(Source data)
* * * *

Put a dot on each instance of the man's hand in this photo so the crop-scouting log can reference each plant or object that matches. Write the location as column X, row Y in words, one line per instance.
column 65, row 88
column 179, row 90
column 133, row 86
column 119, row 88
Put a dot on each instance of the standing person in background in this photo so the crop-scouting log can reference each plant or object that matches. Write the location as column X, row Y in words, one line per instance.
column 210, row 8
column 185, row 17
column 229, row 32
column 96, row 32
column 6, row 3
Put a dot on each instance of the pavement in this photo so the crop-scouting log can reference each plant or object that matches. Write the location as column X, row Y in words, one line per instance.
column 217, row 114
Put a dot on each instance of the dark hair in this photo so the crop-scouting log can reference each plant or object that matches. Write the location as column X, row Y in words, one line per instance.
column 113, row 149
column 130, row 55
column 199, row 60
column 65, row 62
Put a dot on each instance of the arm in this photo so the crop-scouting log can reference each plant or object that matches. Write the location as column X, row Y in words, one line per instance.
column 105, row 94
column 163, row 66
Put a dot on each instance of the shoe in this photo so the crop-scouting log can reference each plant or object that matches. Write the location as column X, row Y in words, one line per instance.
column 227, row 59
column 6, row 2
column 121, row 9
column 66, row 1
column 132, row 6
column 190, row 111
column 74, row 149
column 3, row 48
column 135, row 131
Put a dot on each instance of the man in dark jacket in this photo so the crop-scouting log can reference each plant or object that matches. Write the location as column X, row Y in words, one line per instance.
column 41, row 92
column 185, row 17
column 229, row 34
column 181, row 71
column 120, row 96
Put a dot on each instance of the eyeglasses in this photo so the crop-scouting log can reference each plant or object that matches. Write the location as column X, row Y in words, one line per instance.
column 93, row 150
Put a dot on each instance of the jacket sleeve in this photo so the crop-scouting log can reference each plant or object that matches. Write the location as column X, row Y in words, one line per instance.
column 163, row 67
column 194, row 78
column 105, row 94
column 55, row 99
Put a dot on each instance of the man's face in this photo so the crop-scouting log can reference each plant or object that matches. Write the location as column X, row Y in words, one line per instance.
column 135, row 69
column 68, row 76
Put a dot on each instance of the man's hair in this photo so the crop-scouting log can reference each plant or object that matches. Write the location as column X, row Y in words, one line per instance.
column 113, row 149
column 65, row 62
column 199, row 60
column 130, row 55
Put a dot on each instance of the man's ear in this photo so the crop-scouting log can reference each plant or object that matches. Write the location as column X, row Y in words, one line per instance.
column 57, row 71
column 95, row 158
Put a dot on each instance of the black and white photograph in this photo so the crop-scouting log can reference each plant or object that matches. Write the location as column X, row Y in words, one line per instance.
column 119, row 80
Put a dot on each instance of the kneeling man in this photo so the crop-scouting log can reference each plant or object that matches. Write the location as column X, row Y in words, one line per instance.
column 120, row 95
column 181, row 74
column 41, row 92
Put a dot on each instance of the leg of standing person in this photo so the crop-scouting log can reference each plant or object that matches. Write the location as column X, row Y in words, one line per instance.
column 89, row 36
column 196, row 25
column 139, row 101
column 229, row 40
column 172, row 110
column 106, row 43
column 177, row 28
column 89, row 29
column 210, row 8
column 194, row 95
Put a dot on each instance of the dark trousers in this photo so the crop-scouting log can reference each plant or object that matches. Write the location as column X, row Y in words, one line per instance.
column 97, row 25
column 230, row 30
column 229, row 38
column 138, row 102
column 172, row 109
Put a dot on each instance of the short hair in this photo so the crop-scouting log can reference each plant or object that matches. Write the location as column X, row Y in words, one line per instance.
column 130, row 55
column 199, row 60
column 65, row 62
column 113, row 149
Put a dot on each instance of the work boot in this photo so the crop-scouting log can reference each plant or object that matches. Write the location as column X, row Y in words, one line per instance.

* * * *

TASK TO COMPLETE: Reproduce the data. Match each line exactly.

ANSWER FOR THE TASK:
Put a dot on each instance of the man's hand in this photo so the crop-scouting log can reference each plant or object that matches. Write the location as column X, row Y in words, one line per instance.
column 65, row 88
column 179, row 90
column 133, row 86
column 119, row 88
Put a dot on each instance of the standing person in background in this photo so the crop-scouting log can reference each plant or object that matches. Write the location as column X, row Y in words, one line per instance.
column 210, row 8
column 185, row 17
column 229, row 32
column 96, row 32
column 6, row 3
Put a dot on each instance of the pavement in this photo so the crop-scouting log can reference each plant or object that matches. Write the location as column X, row Y in words, one line per instance.
column 217, row 114
Put a dot on each instance of the dark hair in this photo so the crop-scouting log can reference each plant or object that matches. Write the location as column X, row Y in words, one line per instance.
column 113, row 149
column 130, row 55
column 199, row 60
column 65, row 62
Put a dot on each instance of the arm in this photo so the crop-scouting log can reference each plant or object that matches. Write the location as column X, row Y in words, one line per instance.
column 105, row 94
column 163, row 66
Put a dot on each instance of the shoe in this photo so the crop-scouting log can reference each plant or object that matches. Write the location as column X, row Y in words, one line per instance.
column 227, row 59
column 6, row 2
column 121, row 9
column 66, row 1
column 132, row 6
column 190, row 111
column 74, row 149
column 3, row 48
column 135, row 131
Put a dot on each instance of the man in dark jacket in this photo so the crop-scouting log can reference each plant or object that matches. Write the location as column X, row Y in words, one line per instance.
column 41, row 92
column 185, row 17
column 229, row 34
column 181, row 71
column 120, row 96
Put a dot on each instance of the eyeglasses in this photo so the crop-scouting log can reference each plant or object that matches. Write the location as column X, row Y in words, one line per instance.
column 93, row 150
Put a dot on each instance of the jacket sleeve in this photo so the crop-scouting log can reference each plant or object that matches. Write the location as column X, row Y in words, one line per instance.
column 163, row 67
column 194, row 78
column 105, row 94
column 55, row 99
Put a dot on each instance of the man's face in this photo so the crop-scouting log can reference each plant or object that matches. Write the location as column X, row Y in words, one line per instance.
column 135, row 69
column 68, row 76
Put a dot on each instance of the man's hair in this photo so the crop-scouting log can reference each plant or object that matches. Write the location as column X, row Y in words, one line per instance.
column 113, row 149
column 65, row 62
column 199, row 60
column 130, row 55
Put a dot on each instance of the man's ear in this photo so the crop-scouting log can reference each plant or object that matches. Write the location as column X, row Y in words, one line per instance.
column 57, row 71
column 95, row 158
Put a dot on each instance of the black and white photograph in this photo so the crop-scouting log can reference each plant or object that matches. Write the location as column X, row Y in words, one line per instance.
column 119, row 80
Put a dot on each instance of the kneeling man in this photo so the crop-scouting log can reference each plant or object that matches. Write the location as column X, row Y in words, one line per instance.
column 120, row 95
column 181, row 74
column 41, row 92
Put a dot on each instance of the leg of standing person in this photo so the crop-scouting log can reference each plant or object that matches. Write the location as column X, row Y in words, one line per instance.
column 89, row 36
column 196, row 25
column 139, row 101
column 229, row 40
column 172, row 110
column 106, row 43
column 177, row 28
column 89, row 29
column 210, row 8
column 194, row 95
Put a dot on each instance of the dark trousers in this photo so the crop-scouting log can reference each plant or object that matches. Write the location as column X, row Y in words, one line per instance.
column 97, row 25
column 230, row 30
column 229, row 38
column 138, row 102
column 172, row 109
Put a dot on each instance of the short hair in this photo so the crop-scouting log can reference each plant or object that matches. Write the location as column X, row Y in words, one line per instance.
column 130, row 55
column 199, row 60
column 65, row 62
column 113, row 149
Put a dot on each instance of the work boot in this photo so the crop-scouting log can reference each plant or object that matches. Write the location as column X, row Y in words, one line per instance.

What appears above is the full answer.